_WORK INSTRUCTION_. Scan the data. Collect each line that contains the word "below".

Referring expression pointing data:
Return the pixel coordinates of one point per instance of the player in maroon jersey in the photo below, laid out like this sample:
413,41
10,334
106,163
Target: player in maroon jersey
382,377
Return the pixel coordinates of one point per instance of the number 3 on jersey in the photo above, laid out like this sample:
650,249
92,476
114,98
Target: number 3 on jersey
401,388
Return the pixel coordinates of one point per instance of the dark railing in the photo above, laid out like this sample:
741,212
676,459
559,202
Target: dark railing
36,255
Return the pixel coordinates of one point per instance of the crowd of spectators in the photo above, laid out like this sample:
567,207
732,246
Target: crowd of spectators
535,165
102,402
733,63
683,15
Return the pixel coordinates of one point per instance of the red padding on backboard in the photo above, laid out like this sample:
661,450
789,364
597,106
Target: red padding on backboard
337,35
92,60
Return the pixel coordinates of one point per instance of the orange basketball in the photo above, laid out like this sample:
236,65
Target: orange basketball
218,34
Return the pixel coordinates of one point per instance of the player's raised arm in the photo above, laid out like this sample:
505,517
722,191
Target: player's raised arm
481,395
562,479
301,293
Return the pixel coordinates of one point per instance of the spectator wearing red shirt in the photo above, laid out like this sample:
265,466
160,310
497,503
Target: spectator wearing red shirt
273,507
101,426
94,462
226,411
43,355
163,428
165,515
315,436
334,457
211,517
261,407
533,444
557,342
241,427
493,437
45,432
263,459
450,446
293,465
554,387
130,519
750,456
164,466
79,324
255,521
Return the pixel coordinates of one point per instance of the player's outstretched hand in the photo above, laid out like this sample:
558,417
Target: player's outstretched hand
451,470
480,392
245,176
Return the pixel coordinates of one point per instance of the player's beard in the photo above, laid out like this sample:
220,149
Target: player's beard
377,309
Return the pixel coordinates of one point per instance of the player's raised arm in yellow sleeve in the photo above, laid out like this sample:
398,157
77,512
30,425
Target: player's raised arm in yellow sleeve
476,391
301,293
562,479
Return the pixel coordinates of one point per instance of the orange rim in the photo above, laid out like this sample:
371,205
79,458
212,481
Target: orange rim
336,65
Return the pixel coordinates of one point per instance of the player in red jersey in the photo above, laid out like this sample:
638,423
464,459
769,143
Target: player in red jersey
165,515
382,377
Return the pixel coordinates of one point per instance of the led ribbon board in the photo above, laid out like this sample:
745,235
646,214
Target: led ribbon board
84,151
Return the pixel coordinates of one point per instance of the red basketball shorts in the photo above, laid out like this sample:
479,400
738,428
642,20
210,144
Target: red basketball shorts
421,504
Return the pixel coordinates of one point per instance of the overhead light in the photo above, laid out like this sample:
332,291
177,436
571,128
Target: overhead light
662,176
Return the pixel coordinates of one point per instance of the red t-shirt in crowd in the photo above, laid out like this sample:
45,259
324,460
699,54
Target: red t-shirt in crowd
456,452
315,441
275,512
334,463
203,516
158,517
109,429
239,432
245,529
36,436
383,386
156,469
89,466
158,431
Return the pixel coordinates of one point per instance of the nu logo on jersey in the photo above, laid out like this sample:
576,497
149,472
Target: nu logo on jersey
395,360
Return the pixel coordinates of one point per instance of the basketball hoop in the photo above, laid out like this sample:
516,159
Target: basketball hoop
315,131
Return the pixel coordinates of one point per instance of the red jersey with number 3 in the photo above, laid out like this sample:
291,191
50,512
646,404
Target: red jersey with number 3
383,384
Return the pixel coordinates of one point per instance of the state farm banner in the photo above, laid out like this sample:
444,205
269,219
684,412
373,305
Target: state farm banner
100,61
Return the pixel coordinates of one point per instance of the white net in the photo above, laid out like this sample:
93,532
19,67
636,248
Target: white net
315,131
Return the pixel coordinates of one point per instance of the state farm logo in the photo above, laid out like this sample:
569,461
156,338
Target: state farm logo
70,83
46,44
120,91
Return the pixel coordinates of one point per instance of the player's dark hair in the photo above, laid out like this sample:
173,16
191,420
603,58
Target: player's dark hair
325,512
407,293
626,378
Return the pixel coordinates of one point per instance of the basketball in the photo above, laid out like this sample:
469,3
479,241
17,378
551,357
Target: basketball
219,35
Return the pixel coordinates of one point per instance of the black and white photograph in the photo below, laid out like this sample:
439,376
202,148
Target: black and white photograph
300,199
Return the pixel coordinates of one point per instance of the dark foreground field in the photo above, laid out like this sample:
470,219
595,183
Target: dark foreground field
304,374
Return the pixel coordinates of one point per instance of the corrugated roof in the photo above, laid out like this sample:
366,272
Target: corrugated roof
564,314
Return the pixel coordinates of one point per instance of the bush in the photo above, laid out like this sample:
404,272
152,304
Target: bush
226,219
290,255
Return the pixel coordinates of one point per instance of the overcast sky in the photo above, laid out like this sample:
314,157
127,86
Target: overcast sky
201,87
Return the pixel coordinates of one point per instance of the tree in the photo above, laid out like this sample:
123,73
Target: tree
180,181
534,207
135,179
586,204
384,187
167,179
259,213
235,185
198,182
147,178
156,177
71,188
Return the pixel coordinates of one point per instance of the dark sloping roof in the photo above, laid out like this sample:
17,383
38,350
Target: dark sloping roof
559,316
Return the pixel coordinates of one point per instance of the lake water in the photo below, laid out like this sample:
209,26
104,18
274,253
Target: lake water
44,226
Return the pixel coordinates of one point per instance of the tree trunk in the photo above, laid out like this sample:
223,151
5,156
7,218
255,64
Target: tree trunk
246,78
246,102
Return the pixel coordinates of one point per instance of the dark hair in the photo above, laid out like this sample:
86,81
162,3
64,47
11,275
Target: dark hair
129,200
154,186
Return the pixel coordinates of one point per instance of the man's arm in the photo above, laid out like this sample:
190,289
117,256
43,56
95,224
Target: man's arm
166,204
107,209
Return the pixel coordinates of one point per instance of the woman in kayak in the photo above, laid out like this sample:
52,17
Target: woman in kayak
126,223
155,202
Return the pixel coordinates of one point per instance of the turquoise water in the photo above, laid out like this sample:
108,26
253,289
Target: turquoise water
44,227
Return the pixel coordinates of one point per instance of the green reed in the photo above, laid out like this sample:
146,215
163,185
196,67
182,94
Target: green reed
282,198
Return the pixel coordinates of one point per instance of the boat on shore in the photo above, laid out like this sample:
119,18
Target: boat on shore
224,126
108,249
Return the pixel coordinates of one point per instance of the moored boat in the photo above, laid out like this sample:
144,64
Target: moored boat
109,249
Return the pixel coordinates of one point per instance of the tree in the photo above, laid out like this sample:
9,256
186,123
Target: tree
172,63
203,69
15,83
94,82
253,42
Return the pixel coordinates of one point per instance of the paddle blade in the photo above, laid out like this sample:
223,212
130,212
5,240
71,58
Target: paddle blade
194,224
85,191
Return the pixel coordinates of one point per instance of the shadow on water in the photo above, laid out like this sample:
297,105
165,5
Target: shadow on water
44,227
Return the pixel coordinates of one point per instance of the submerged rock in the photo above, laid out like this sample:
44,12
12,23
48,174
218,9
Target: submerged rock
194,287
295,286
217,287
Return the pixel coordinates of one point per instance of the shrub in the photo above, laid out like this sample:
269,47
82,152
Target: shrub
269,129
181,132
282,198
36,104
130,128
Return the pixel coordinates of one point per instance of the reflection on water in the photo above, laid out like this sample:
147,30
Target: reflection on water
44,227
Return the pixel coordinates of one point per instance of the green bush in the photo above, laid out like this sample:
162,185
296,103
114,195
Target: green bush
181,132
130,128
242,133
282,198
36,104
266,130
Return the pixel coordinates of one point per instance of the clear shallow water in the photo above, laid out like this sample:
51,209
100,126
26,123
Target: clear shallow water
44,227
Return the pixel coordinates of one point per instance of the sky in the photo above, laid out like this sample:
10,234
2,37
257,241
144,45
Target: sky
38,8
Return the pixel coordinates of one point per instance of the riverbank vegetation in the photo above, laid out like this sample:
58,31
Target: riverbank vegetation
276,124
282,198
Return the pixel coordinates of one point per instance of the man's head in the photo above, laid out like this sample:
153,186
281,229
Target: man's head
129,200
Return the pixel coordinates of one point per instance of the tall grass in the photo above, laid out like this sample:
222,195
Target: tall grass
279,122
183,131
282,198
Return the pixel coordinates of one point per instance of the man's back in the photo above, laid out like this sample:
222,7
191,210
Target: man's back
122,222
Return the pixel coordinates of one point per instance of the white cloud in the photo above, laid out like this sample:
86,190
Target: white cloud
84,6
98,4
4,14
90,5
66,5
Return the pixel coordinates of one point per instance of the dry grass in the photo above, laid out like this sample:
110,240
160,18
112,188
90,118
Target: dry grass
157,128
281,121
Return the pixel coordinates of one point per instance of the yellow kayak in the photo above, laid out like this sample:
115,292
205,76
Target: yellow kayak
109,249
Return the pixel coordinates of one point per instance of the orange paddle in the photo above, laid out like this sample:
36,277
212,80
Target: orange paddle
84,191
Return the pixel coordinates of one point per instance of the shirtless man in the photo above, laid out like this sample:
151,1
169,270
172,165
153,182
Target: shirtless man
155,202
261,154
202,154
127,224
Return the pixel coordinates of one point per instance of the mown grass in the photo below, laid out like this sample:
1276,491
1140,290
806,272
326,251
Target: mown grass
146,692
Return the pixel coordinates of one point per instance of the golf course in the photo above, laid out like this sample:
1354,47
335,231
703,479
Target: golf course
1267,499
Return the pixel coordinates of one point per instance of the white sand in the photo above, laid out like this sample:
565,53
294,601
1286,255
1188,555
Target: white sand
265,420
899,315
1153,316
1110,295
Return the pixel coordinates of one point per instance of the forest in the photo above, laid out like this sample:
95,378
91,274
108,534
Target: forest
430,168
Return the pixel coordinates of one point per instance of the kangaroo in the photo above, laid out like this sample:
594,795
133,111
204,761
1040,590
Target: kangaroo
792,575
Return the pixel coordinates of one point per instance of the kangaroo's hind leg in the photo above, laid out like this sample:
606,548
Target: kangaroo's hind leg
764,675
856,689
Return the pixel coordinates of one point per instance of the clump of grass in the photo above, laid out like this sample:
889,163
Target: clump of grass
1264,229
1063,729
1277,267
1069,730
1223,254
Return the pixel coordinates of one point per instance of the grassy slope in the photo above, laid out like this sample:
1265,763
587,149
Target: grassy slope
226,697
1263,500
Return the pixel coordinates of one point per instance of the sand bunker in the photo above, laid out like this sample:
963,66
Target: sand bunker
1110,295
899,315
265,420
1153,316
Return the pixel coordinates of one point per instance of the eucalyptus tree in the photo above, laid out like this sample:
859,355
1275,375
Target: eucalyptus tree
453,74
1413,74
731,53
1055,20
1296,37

_RESULT OF THIS TASK_.
Return the pixel coordinates of one point per instance of the player in maroon jersey in the photo below, laid out like this sample:
Return the pixel coordinates of one point per instance of the black and white photograph in the photo below, laid out like this sample:
Return the pixel coordinates of one point per instance of the lake water in the photo below, laid out like this sample:
Return the pixel coordinates of one point per instance of the mown grass in the photo below, laid out like this sample:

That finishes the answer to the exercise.